== Problem details ==
Extract, verbatim, every line of the data below that contains the string "shoulder". Matching is case-sensitive.

* START Information shown *

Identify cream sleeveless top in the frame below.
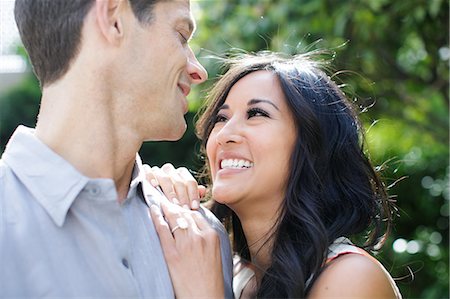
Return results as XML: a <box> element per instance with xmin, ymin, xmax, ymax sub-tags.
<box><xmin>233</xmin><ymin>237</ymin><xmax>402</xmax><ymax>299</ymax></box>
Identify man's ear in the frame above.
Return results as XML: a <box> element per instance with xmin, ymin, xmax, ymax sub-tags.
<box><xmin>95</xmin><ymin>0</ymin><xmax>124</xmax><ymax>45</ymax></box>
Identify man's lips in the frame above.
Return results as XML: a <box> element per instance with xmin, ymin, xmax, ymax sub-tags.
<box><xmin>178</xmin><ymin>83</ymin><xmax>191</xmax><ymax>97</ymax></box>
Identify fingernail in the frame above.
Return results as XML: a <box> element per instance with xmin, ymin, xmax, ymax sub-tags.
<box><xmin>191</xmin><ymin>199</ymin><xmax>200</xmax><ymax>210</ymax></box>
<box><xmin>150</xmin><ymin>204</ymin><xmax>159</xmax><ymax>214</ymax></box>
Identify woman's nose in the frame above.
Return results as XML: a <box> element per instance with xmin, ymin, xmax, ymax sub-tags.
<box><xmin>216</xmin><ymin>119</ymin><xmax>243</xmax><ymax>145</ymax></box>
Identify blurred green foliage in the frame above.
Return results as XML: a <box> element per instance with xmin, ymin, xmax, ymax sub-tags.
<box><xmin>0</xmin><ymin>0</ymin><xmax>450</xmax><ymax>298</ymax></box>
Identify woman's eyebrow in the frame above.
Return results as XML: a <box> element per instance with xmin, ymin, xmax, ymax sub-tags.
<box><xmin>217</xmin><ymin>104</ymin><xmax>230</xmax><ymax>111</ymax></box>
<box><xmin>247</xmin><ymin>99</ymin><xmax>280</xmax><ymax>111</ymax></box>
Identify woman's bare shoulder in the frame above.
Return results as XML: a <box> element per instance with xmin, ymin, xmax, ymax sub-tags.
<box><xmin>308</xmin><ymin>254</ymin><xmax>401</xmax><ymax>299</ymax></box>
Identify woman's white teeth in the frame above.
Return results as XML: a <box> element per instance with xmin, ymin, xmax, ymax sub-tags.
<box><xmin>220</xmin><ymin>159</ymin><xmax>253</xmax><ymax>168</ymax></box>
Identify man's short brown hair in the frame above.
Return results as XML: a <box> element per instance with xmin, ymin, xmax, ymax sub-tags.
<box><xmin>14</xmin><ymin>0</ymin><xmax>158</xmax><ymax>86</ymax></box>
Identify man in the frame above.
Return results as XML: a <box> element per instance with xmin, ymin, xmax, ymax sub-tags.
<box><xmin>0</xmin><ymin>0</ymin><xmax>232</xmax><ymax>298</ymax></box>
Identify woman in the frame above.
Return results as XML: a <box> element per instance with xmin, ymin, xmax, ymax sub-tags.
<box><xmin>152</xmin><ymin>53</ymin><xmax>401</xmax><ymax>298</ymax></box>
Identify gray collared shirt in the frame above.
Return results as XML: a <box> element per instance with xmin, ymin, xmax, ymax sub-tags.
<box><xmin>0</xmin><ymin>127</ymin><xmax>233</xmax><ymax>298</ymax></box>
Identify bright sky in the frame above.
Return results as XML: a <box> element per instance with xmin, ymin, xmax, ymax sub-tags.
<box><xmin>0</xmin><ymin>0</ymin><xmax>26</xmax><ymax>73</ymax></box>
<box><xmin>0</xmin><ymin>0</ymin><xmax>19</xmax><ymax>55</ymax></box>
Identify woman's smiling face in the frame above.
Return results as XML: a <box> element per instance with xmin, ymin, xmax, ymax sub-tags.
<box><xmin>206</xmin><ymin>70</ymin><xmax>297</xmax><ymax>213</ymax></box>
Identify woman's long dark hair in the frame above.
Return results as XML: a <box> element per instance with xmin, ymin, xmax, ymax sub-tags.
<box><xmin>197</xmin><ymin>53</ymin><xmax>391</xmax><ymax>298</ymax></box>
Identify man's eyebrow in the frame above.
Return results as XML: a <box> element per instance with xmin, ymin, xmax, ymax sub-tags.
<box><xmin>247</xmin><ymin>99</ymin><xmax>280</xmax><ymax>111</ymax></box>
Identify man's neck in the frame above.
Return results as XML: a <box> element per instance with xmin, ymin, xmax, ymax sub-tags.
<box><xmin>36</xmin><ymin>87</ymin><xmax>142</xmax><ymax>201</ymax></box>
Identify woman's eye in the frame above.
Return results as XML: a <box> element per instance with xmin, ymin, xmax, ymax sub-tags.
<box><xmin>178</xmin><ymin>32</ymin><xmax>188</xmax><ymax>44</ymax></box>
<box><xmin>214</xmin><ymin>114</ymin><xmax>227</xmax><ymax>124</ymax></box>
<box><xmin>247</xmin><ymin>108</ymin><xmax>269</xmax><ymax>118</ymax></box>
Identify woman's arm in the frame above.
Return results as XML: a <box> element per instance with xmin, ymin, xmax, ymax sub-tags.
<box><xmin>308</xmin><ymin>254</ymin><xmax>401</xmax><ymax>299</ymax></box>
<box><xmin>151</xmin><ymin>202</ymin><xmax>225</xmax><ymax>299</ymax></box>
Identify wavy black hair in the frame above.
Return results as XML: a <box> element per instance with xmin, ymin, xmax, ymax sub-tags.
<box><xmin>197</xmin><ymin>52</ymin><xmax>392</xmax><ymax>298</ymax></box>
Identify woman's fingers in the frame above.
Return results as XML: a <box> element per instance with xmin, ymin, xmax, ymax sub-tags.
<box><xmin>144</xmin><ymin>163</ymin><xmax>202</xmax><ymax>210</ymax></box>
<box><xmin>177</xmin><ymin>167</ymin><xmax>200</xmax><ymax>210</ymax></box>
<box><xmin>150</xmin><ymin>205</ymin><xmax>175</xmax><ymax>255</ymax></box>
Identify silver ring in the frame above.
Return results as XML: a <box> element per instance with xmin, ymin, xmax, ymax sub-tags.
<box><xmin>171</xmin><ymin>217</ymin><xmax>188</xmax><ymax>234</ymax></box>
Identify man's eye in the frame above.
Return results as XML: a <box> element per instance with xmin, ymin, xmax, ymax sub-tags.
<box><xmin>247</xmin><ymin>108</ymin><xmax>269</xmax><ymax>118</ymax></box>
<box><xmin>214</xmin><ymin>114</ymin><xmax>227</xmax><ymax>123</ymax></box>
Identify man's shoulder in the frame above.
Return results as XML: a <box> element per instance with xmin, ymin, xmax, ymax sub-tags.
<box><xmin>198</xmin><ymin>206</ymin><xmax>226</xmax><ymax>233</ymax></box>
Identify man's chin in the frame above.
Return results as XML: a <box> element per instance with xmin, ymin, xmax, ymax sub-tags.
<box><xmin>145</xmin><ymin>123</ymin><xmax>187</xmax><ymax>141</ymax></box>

* END Information shown *
* START Information shown *

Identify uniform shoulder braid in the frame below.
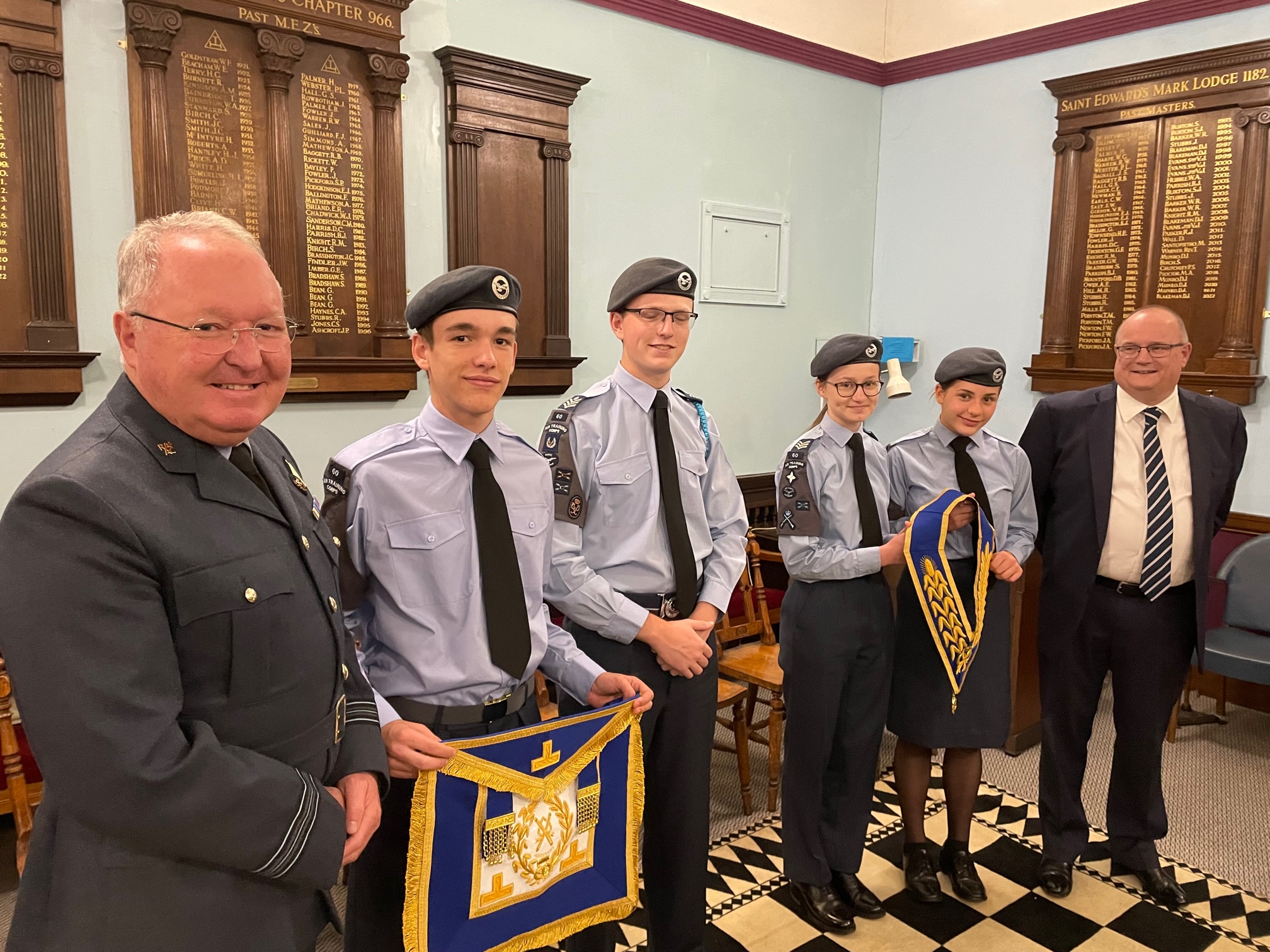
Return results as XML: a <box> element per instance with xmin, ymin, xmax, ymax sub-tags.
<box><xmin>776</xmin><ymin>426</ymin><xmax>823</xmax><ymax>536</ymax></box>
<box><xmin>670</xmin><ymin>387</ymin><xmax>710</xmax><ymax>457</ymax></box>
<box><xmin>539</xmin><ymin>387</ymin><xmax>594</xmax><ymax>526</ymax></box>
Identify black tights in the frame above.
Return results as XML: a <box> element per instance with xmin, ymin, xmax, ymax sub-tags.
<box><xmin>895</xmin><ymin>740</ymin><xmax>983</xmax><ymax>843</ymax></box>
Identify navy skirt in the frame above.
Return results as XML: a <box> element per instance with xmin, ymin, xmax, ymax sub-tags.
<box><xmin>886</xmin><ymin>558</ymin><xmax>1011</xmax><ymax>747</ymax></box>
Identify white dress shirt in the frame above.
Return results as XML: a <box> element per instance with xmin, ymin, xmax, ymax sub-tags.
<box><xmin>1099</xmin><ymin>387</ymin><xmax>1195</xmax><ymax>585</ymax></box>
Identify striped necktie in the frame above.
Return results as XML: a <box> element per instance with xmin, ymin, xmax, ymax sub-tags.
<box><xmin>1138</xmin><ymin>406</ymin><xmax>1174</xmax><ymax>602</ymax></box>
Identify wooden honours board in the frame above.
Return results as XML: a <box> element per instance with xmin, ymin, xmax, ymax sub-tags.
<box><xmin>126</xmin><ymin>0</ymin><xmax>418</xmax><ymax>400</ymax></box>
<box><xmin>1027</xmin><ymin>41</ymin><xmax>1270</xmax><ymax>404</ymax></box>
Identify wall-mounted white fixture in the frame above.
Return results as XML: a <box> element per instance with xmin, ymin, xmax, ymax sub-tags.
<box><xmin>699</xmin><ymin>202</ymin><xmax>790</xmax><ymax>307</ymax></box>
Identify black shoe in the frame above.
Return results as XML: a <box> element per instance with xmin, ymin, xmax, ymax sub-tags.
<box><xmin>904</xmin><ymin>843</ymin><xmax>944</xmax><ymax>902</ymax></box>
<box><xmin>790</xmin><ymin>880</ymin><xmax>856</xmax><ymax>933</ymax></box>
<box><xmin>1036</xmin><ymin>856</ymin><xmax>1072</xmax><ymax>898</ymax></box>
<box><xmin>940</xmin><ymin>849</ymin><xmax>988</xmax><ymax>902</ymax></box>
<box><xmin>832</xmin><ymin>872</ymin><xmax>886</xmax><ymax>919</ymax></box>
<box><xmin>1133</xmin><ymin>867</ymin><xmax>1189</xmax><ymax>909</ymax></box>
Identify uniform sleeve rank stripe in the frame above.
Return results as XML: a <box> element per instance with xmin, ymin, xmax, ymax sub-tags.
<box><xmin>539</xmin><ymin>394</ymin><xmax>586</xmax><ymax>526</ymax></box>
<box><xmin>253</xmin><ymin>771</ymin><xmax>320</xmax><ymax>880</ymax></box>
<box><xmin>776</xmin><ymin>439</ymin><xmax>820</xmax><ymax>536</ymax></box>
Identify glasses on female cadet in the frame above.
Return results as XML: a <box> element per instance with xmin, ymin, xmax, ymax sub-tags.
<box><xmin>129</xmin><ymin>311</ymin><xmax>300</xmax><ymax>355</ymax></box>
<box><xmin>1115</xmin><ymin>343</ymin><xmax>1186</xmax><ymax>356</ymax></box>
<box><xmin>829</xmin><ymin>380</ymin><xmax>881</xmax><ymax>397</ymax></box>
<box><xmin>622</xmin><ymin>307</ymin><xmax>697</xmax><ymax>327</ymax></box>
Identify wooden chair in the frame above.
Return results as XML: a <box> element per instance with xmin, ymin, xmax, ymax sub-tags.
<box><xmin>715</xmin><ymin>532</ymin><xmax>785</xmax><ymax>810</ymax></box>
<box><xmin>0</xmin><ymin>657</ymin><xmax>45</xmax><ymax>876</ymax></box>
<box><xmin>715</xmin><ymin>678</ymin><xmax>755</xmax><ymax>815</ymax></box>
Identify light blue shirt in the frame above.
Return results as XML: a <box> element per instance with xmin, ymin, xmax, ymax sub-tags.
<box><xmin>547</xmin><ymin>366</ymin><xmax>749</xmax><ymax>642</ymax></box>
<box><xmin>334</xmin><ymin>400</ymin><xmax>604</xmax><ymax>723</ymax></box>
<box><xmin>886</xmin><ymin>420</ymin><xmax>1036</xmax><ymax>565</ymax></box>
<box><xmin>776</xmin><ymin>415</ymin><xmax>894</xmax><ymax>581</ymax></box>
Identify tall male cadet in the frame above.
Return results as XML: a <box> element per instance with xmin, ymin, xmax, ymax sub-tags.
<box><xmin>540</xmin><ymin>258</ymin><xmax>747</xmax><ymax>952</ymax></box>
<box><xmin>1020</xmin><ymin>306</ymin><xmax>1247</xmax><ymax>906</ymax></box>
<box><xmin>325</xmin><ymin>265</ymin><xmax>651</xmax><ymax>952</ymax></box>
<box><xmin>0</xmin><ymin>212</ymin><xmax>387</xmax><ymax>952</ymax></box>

* END Information shown *

== The result ==
Identify woman's bare shoulder in the frame above.
Identify man's shoulder in the frame above.
Identify uniform shoulder braid in the frame below.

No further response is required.